### Aufgabe a
Gib die Einträge ab der Zeile mit „indicate the tree, one dot per instance“ bis einschließlich der letzten Zeile der Einträge unverändert wieder.

### Seitentext
######
Die Funktion nimmt als Parameter eine Sequenz (Das Resultat des select-Attributes), eine Sortier-Funktion (Meine gedachte Zusammenfassung von den optionalen <xsl:sort>-Elementen) und eine Funktion namens construct. Ich bleibe hier extra in der Terminologie von XSLT (2.0). Das Element <xsl:for-each> erwartet eine Sequenz auf der es arbeiten kann und innerhalb dürfen optionale <xsl-sort>s und ein Sequenz Konstruktor notiert werden. Letzterer gibt eine Sequenz von Knoten zurück, mehr wissen wir nicht über ihn. Deswegen ist er als abgeschlossene Funktion notiert. Die Funktion ist wie angekündigt billig und naiv, jeder Knoten in der Sequenz wird der Reihe nach durchlaufen, als Argument des Sequenz-Konstruktors aufgerufen, die zurückgegebene Sequenz wird an eine for-each-Sequenz (Array-ähnlich) eingehängt. Am Ende wird diese Sequenz mit dem Sortierkriterium (xsl:sort..) sortiert und zurückgegeben.
######
### Aufgabe b
Beantworte anhand des Seitentexts:
(i) Welche drei Parameter nimmt die Funktion?
(ii) In der Terminologie welcher Sprache bleibt der Seitentext?
(iii) Womit wird die Sequenz am Ende sortiert?
######
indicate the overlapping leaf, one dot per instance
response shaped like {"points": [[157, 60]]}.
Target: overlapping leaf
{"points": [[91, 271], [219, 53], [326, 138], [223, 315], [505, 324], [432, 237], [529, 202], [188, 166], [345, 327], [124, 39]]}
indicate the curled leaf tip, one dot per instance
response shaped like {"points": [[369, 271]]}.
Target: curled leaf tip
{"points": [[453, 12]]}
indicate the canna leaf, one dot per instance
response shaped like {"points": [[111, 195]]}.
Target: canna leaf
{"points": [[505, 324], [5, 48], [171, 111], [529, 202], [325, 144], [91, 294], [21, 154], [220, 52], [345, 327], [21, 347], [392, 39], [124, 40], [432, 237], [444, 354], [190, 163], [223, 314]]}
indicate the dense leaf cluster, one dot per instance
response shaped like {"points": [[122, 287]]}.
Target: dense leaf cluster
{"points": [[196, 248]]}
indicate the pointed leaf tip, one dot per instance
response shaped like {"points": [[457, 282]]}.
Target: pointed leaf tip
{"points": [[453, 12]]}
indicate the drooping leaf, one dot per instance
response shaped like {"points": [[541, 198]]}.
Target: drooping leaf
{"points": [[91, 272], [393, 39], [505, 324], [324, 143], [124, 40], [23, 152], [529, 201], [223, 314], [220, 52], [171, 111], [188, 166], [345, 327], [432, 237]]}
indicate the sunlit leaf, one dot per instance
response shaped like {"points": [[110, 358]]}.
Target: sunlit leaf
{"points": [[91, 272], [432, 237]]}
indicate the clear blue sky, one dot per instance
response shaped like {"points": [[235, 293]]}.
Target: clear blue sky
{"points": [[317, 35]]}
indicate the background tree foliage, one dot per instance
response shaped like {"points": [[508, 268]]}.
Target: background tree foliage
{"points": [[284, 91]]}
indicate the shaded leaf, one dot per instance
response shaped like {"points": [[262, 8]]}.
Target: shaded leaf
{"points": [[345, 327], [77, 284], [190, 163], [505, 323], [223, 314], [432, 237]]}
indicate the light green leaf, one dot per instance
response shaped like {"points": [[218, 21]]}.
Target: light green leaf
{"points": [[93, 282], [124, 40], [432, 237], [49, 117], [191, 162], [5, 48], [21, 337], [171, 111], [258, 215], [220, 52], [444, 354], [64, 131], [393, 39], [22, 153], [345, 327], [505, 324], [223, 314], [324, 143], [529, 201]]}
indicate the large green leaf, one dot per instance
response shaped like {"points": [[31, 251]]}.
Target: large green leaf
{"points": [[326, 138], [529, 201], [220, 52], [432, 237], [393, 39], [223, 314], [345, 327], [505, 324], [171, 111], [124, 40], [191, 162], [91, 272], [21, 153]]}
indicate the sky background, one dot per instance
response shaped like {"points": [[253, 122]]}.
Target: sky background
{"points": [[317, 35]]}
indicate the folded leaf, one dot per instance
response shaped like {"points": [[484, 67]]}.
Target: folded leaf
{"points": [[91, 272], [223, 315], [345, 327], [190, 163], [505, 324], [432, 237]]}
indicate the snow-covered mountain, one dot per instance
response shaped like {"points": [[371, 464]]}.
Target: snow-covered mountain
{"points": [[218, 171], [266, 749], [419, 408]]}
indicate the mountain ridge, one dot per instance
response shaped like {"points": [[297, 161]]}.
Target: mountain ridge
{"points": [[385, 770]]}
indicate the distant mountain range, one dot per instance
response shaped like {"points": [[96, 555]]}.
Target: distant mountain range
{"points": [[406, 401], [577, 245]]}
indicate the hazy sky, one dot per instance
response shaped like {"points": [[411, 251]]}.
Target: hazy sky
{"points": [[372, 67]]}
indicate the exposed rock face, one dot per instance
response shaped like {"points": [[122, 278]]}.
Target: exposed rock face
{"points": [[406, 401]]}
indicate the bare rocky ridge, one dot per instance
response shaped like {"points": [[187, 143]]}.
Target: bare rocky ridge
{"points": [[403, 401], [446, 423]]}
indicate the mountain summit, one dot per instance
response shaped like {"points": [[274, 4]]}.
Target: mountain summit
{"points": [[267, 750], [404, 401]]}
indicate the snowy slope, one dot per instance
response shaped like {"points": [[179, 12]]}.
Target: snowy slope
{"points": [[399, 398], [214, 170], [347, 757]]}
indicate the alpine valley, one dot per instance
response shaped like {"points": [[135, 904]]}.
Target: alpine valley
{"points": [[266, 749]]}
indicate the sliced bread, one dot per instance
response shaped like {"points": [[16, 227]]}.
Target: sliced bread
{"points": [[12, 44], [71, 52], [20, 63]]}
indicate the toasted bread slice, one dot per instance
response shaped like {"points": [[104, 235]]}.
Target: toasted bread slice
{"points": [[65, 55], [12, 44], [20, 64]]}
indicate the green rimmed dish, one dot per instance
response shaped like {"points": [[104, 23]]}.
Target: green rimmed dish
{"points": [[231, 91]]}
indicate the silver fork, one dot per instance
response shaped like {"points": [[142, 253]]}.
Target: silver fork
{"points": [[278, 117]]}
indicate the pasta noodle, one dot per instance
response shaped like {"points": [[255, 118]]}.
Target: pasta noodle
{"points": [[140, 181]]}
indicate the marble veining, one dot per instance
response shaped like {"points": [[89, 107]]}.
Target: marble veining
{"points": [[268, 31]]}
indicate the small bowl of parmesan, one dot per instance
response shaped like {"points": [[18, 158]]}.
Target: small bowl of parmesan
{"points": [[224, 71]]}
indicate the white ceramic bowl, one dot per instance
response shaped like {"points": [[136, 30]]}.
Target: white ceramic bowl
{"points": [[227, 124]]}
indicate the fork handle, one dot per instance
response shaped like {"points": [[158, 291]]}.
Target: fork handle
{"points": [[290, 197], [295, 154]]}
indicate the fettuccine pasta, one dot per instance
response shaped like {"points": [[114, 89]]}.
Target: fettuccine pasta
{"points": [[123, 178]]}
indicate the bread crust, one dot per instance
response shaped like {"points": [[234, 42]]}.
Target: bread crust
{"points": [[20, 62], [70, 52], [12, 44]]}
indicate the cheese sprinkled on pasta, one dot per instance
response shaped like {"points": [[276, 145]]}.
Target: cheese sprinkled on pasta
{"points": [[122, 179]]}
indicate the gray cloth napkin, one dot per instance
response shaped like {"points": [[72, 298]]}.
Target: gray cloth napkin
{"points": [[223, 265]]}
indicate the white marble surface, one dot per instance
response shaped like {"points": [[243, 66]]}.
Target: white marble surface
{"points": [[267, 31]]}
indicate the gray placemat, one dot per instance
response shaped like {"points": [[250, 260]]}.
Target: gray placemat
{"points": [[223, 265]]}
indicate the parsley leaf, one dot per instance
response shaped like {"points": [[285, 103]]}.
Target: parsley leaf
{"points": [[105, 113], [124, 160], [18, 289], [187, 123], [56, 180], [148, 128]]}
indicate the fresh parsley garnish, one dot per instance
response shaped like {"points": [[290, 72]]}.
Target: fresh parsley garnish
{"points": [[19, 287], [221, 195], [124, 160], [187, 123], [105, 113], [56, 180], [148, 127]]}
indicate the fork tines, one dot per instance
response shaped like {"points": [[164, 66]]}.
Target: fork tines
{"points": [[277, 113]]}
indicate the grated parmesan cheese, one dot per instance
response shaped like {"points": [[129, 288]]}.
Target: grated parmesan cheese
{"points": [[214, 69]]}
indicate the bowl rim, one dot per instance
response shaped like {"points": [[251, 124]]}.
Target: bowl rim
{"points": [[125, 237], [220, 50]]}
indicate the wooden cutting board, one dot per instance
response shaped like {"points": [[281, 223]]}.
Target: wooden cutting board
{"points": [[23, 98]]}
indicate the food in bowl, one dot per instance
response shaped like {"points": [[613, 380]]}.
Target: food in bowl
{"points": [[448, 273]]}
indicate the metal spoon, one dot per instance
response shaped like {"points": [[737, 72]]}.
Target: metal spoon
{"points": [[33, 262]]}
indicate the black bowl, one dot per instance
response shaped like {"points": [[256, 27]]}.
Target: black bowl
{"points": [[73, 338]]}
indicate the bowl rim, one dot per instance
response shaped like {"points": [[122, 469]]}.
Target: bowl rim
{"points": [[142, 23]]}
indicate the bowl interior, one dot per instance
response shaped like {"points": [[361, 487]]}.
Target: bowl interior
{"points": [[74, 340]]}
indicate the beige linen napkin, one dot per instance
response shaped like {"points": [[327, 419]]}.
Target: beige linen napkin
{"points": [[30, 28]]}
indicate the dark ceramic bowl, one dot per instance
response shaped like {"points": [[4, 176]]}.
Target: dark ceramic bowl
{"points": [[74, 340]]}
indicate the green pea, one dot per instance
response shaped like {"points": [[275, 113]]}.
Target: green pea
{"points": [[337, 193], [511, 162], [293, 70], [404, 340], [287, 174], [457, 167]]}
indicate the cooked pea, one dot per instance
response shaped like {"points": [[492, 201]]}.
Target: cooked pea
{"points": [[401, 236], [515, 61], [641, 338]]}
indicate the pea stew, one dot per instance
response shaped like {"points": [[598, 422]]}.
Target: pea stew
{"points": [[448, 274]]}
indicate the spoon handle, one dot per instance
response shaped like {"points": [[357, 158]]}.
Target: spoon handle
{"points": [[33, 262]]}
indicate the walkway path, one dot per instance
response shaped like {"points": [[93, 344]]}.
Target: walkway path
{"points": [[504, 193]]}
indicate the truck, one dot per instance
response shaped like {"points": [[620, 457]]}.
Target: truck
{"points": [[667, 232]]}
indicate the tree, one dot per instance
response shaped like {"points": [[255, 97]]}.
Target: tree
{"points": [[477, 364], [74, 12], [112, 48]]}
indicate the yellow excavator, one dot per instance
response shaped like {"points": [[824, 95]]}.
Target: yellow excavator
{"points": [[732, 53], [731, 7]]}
######
### Musterlösung a
indicate the tree, one dot per instance
response shaped like {"points": [[255, 97]]}.
Target: tree
{"points": [[477, 364], [74, 12], [112, 48]]}
indicate the yellow excavator, one dot per instance
response shaped like {"points": [[824, 95]]}.
Target: yellow excavator
{"points": [[732, 53], [731, 7]]}

### Musterlösung b
(i) Eine Sequenz, eine Sortier-Funktion und eine Funktion namens construct.
(ii) In der Terminologie von XSLT (2.0).
(iii) Mit dem Sortierkriterium (xsl:sort..).